Output the full listing exactly as written, with no pictures in it.

BEGIN

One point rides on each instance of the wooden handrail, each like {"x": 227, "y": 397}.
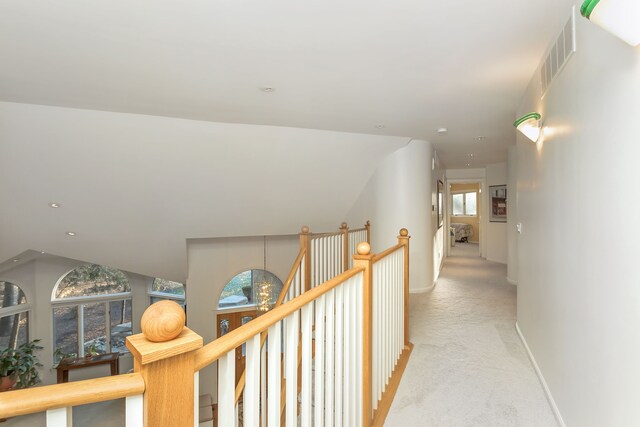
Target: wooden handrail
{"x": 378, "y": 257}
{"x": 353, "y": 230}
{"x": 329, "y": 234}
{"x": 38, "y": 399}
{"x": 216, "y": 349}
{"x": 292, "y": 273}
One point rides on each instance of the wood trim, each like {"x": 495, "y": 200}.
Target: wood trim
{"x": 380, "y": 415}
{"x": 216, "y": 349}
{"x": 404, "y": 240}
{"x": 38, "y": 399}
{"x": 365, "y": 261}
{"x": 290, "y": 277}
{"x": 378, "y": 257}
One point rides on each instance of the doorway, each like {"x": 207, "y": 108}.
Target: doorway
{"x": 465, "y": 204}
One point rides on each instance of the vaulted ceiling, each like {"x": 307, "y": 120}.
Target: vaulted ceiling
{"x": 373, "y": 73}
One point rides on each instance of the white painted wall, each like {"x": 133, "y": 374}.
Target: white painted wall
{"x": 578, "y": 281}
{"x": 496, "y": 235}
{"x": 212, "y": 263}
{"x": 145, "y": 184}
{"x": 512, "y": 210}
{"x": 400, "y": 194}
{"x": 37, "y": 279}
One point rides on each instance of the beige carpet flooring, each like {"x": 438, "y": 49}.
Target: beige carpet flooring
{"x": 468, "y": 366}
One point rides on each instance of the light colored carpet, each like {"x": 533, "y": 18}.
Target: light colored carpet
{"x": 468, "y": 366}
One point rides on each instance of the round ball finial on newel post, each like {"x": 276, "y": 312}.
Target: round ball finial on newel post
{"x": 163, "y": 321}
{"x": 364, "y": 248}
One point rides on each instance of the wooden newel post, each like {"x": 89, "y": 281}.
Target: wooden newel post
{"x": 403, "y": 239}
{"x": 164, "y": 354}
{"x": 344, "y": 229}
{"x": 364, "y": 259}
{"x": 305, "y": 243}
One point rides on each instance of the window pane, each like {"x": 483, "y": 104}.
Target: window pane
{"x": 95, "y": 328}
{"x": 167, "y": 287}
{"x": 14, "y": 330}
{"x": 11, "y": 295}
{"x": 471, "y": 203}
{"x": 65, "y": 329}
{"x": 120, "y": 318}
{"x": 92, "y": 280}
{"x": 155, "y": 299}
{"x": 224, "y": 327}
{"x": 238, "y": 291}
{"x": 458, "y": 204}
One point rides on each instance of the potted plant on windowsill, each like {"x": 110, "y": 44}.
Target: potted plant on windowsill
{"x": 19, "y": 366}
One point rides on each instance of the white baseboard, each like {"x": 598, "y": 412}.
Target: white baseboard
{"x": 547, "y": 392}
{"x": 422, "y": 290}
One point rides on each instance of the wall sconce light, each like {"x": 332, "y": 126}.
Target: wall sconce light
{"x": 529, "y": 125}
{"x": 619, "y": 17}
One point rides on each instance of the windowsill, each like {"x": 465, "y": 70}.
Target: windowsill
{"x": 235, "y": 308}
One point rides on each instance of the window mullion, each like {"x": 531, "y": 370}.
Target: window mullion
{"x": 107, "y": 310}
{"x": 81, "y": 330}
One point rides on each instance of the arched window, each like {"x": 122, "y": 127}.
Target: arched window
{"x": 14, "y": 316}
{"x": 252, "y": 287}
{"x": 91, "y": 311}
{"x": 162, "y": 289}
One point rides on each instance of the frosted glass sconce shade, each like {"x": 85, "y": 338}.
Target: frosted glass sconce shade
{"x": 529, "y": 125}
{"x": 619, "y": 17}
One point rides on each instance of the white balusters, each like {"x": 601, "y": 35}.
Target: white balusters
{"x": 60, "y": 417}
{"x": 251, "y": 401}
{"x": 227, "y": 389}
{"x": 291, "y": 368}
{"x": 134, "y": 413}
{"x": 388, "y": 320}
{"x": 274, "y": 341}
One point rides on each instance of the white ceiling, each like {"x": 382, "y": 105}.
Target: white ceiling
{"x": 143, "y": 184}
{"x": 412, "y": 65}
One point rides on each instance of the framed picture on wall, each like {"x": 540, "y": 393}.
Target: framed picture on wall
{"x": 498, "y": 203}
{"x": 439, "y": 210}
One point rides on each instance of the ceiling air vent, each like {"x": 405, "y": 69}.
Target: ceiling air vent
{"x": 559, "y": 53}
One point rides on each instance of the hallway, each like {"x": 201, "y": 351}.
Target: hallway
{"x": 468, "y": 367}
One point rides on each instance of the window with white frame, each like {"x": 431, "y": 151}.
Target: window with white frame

END

- **RESULT FOR THIS TASK**:
One point rides on each instance of the wooden handrail, each like {"x": 227, "y": 397}.
Target: wooden handrail
{"x": 378, "y": 257}
{"x": 353, "y": 230}
{"x": 329, "y": 234}
{"x": 38, "y": 399}
{"x": 216, "y": 349}
{"x": 292, "y": 273}
One point rides on each instance of the wood trim, each like {"x": 495, "y": 200}.
Target: wood trim
{"x": 380, "y": 415}
{"x": 216, "y": 349}
{"x": 404, "y": 240}
{"x": 38, "y": 399}
{"x": 365, "y": 261}
{"x": 290, "y": 277}
{"x": 378, "y": 257}
One point rides on each instance of the doorway, each like {"x": 207, "y": 108}.
Target: doorway
{"x": 465, "y": 204}
One point rides on each instance of the vaulted ceiling, each like {"x": 307, "y": 120}.
Target: vaulted ceiling
{"x": 373, "y": 73}
One point rides on each instance of the white painted wall, each like {"x": 133, "y": 374}.
Target: white painted wall
{"x": 578, "y": 281}
{"x": 496, "y": 235}
{"x": 212, "y": 263}
{"x": 145, "y": 184}
{"x": 512, "y": 210}
{"x": 400, "y": 194}
{"x": 37, "y": 279}
One point rides on each instance of the beige carpet flooring, each like {"x": 438, "y": 49}.
Target: beige carpet flooring
{"x": 468, "y": 366}
One point rides on each instance of the light colored carpet, each like {"x": 533, "y": 18}.
Target: light colored carpet
{"x": 468, "y": 366}
One point rides on each instance of the round ball finial on newel post, each like {"x": 276, "y": 312}.
Target: round ball finial on newel post
{"x": 163, "y": 321}
{"x": 364, "y": 248}
One point rides on each instance of the wooden newel post, each like {"x": 89, "y": 281}.
Target: wooden newel post
{"x": 403, "y": 239}
{"x": 164, "y": 354}
{"x": 344, "y": 229}
{"x": 364, "y": 259}
{"x": 305, "y": 243}
One point rides on each instance of the window pane, each like {"x": 483, "y": 104}.
Target: window pane
{"x": 95, "y": 328}
{"x": 167, "y": 287}
{"x": 14, "y": 330}
{"x": 11, "y": 295}
{"x": 471, "y": 203}
{"x": 65, "y": 329}
{"x": 120, "y": 318}
{"x": 92, "y": 280}
{"x": 155, "y": 299}
{"x": 224, "y": 327}
{"x": 238, "y": 291}
{"x": 458, "y": 204}
One point rides on each instance of the potted plant on windowsill, each like {"x": 110, "y": 44}.
Target: potted plant on windowsill
{"x": 19, "y": 366}
One point rides on each instance of the white baseboard, each like {"x": 598, "y": 412}.
Target: white baseboard
{"x": 547, "y": 392}
{"x": 422, "y": 290}
One point rides on each instance of the wall sconce light, each like {"x": 332, "y": 126}.
Target: wall sconce light
{"x": 529, "y": 125}
{"x": 619, "y": 17}
One point rides on each instance of the windowsill, each like {"x": 465, "y": 70}.
Target: windowsill
{"x": 235, "y": 308}
One point rides on each instance of the window mullion, each like {"x": 531, "y": 370}.
Target: window mullion
{"x": 107, "y": 310}
{"x": 81, "y": 330}
One point rides on each instance of the arched window, each like {"x": 122, "y": 127}.
Target: arched window
{"x": 14, "y": 316}
{"x": 252, "y": 287}
{"x": 91, "y": 311}
{"x": 162, "y": 289}
One point rides on each instance of the frosted glass sconce shade, each like {"x": 85, "y": 338}.
Target: frosted glass sconce shade
{"x": 529, "y": 125}
{"x": 619, "y": 17}
One point rides on each instance of the white balusters, each like {"x": 601, "y": 35}.
Target: white balusters
{"x": 60, "y": 417}
{"x": 251, "y": 401}
{"x": 227, "y": 389}
{"x": 291, "y": 368}
{"x": 134, "y": 413}
{"x": 388, "y": 320}
{"x": 274, "y": 341}
One point rides on each instance of the white ceiling, each like {"x": 382, "y": 105}.
Target: white ceiling
{"x": 143, "y": 184}
{"x": 412, "y": 65}
One point rides on each instance of the framed picture on wall, each like {"x": 540, "y": 393}.
Target: framed picture on wall
{"x": 498, "y": 203}
{"x": 439, "y": 210}
One point rides on each instance of the ceiling air vent, each like {"x": 405, "y": 69}.
Target: ceiling air vent
{"x": 559, "y": 53}
One point rides on each instance of the hallway, each like {"x": 201, "y": 351}.
Target: hallway
{"x": 468, "y": 367}
One point rides on each instance of the window with white frame, each like {"x": 431, "y": 151}.
Target: window with white frame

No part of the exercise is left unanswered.